*What is asked*
From the line containing "Roadside-survey request: point out the distant" to the end of the listing, write out every line exactly; leave out everything else.

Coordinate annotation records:
_ _ _ _ _ _ _
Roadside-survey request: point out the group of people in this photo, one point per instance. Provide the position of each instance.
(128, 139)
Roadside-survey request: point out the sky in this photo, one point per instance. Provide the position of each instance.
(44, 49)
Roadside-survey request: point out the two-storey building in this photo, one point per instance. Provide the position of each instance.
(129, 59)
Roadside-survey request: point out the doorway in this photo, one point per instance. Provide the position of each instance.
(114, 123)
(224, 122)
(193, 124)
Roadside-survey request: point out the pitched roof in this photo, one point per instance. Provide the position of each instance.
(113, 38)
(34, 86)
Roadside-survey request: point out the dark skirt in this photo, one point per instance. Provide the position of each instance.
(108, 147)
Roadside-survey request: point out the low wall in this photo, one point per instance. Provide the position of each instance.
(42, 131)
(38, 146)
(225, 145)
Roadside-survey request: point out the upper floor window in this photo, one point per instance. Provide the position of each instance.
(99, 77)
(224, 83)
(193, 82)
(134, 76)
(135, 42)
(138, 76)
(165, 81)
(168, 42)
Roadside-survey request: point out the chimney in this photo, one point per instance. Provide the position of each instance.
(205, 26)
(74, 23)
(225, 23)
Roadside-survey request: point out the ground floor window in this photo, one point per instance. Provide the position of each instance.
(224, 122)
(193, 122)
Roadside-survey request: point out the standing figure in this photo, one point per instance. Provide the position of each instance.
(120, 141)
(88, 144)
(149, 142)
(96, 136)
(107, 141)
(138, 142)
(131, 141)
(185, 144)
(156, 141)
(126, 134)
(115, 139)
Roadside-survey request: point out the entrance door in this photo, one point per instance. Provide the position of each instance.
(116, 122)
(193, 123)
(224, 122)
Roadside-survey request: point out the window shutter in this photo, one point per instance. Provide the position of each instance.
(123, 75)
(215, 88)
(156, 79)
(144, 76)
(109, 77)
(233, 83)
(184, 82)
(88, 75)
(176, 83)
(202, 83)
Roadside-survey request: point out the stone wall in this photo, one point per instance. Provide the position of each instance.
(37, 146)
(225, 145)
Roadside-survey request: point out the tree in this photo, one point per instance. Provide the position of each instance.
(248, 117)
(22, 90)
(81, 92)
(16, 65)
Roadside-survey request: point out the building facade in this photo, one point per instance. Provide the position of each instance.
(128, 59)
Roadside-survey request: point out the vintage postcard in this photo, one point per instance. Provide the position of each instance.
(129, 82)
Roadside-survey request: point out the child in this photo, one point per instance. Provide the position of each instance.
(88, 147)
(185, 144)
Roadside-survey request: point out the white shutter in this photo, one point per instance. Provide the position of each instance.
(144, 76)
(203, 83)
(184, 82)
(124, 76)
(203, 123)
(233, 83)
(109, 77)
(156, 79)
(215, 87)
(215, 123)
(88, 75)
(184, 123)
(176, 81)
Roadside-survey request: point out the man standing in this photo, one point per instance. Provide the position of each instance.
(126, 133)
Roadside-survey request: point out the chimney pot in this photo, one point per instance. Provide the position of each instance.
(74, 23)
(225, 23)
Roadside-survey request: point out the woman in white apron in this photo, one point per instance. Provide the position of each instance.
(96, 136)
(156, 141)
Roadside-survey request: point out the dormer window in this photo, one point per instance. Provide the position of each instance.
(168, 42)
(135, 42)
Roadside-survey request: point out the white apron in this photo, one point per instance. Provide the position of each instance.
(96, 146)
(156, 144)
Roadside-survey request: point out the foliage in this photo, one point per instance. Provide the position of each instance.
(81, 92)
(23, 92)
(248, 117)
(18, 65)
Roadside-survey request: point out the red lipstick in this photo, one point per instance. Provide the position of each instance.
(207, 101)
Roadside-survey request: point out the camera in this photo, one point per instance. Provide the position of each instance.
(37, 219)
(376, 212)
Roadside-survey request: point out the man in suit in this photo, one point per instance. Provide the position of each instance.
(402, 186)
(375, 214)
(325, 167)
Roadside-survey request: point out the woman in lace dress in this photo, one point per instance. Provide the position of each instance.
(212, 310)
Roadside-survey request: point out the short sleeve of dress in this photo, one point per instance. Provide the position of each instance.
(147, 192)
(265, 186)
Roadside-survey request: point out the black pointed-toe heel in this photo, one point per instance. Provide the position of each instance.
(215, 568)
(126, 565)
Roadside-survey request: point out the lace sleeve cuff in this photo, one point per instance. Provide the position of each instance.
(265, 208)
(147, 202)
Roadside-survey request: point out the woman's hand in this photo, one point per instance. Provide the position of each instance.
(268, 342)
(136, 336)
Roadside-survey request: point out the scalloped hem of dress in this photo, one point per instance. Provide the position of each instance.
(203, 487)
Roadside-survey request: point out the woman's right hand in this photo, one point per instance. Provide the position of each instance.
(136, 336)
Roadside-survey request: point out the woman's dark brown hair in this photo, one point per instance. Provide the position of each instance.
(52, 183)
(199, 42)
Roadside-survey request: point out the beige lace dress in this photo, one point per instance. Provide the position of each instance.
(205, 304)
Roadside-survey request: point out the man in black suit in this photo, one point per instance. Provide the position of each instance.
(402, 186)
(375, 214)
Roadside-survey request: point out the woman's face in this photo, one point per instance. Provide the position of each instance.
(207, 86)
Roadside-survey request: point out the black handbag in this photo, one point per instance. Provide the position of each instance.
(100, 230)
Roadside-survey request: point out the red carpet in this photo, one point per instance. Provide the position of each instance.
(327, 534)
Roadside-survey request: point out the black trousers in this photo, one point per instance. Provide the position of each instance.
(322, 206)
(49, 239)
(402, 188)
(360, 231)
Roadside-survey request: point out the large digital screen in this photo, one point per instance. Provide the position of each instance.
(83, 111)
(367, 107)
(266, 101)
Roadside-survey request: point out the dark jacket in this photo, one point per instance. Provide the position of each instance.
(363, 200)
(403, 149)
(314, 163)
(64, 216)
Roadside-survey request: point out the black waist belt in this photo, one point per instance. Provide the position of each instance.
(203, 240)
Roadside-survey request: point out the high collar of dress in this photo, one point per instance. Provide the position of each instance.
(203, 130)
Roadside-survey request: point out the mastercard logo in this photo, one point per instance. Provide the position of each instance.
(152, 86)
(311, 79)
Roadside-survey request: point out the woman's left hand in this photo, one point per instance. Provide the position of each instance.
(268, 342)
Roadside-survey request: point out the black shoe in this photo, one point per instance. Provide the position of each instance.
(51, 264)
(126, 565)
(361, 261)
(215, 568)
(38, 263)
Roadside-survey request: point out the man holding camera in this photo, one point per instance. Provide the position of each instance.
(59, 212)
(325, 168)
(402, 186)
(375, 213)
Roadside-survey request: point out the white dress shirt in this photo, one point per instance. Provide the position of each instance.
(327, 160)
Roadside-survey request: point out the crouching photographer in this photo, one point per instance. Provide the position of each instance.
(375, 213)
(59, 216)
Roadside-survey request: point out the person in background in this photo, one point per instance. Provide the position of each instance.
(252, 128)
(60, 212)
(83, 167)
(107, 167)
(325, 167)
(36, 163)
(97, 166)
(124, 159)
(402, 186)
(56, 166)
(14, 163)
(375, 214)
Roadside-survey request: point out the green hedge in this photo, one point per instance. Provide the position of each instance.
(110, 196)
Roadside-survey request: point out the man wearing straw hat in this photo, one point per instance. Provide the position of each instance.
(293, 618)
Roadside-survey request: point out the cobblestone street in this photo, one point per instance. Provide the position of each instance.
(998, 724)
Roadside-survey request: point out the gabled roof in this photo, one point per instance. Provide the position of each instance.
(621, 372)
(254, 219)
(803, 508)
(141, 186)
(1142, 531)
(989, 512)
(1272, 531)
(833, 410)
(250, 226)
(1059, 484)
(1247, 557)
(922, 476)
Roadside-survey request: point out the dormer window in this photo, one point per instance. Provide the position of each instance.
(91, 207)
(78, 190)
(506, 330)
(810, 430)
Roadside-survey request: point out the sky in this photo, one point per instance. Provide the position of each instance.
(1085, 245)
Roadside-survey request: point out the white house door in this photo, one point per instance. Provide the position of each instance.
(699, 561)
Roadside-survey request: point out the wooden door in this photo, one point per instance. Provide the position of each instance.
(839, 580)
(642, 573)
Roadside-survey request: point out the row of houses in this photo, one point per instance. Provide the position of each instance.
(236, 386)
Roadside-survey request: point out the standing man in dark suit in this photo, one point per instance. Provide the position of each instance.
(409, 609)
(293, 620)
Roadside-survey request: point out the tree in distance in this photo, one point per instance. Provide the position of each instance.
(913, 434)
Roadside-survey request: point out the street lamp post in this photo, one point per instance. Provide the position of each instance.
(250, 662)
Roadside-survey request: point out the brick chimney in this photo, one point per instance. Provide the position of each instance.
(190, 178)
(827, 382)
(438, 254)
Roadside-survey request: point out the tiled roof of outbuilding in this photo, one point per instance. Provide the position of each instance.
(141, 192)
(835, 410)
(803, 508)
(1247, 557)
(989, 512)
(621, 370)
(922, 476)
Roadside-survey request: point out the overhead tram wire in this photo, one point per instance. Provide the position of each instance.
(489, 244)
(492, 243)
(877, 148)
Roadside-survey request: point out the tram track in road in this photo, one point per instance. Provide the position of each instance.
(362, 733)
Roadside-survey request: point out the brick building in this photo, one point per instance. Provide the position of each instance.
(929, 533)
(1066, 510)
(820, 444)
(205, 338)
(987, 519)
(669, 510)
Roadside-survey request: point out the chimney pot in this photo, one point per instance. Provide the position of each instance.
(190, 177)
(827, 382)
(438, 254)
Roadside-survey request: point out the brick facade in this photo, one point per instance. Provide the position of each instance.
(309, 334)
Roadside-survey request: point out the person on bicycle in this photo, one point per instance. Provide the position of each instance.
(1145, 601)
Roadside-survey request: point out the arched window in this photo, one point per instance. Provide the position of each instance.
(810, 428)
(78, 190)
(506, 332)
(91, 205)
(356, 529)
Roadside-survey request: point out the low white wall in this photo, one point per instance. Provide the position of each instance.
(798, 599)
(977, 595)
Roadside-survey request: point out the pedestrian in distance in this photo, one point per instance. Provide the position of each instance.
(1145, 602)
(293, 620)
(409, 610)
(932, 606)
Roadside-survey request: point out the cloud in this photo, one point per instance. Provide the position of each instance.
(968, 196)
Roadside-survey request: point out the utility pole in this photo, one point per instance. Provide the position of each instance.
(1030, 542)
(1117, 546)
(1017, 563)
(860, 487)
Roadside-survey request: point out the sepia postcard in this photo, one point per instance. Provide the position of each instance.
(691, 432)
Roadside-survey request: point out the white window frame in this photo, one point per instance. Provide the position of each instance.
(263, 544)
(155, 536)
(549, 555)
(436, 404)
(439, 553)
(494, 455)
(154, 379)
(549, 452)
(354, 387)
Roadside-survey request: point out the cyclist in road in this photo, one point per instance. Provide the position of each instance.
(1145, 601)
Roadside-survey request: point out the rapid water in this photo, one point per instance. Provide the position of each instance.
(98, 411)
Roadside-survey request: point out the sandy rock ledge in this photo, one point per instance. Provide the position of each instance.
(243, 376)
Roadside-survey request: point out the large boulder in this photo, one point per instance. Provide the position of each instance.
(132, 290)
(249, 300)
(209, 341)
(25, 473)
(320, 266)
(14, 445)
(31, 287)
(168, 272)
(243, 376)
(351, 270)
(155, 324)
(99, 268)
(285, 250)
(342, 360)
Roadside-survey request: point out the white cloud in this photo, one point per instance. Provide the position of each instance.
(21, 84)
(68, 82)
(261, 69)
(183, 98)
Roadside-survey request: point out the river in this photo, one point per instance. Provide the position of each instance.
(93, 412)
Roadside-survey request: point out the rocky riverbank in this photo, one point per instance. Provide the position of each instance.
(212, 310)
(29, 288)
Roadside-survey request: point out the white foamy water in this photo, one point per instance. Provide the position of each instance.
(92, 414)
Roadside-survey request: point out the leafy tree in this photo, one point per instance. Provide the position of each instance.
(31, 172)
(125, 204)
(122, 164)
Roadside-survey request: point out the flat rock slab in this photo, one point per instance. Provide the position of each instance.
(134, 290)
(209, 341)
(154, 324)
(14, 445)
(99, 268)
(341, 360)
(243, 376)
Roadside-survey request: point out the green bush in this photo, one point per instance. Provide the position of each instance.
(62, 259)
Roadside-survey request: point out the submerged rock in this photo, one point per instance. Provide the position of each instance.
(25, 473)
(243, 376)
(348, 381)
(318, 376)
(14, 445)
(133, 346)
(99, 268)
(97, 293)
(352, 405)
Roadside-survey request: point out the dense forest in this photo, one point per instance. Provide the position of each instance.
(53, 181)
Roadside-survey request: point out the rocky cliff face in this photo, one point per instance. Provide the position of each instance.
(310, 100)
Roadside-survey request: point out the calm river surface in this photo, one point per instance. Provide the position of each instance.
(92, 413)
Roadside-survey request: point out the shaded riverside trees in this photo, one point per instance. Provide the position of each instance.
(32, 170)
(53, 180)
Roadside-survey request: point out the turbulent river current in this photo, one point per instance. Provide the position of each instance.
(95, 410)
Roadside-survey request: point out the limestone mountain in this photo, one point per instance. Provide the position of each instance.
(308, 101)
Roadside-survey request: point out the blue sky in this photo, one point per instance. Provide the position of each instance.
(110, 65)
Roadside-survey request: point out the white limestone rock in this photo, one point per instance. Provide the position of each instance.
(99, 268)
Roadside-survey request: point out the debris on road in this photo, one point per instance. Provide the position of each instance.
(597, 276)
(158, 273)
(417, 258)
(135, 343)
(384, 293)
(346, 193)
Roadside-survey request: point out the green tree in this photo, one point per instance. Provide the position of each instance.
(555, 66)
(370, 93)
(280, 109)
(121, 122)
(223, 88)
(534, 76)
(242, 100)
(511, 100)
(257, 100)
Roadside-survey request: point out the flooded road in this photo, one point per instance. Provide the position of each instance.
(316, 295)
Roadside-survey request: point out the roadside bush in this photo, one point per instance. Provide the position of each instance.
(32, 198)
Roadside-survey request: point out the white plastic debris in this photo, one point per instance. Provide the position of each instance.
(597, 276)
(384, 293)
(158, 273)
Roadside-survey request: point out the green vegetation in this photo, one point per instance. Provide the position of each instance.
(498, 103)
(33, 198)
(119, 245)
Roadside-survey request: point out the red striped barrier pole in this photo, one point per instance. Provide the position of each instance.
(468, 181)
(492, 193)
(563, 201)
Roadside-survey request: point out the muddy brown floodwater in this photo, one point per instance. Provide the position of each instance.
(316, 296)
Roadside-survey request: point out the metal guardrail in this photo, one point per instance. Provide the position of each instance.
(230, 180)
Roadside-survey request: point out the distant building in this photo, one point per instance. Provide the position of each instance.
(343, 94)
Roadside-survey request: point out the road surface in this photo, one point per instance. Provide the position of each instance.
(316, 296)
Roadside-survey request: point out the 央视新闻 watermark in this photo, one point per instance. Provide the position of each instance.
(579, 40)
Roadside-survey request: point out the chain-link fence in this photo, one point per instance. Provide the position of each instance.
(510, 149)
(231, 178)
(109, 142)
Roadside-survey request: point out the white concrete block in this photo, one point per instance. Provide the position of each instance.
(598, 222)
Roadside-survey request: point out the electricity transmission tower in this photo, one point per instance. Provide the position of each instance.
_ _ _ _ _ _ _
*Task result*
Roadside-survey request: point out the distant building in this photo, one point per instance. Provide the position of each instance.
(343, 94)
Roadside-survey request: point out the road surface in this photo, one point per instance. Provide the position of each instance.
(316, 296)
Roadside-survey request: point out the 央视新闻 watermark in this photo, one point per instance. Provide the position of each instance.
(579, 40)
Roadside-survey request: point out the chain-link fence in this photo, one point per instance. Provide the position of each instance.
(510, 149)
(231, 178)
(109, 142)
Roadside-survey request: point out the white concrete block in this photo, one point per instance. Provide the position of each instance.
(598, 222)
Roadside-survey request: point out the electricity transmission tower in this photo, one point per instance. Provide the position of each instance.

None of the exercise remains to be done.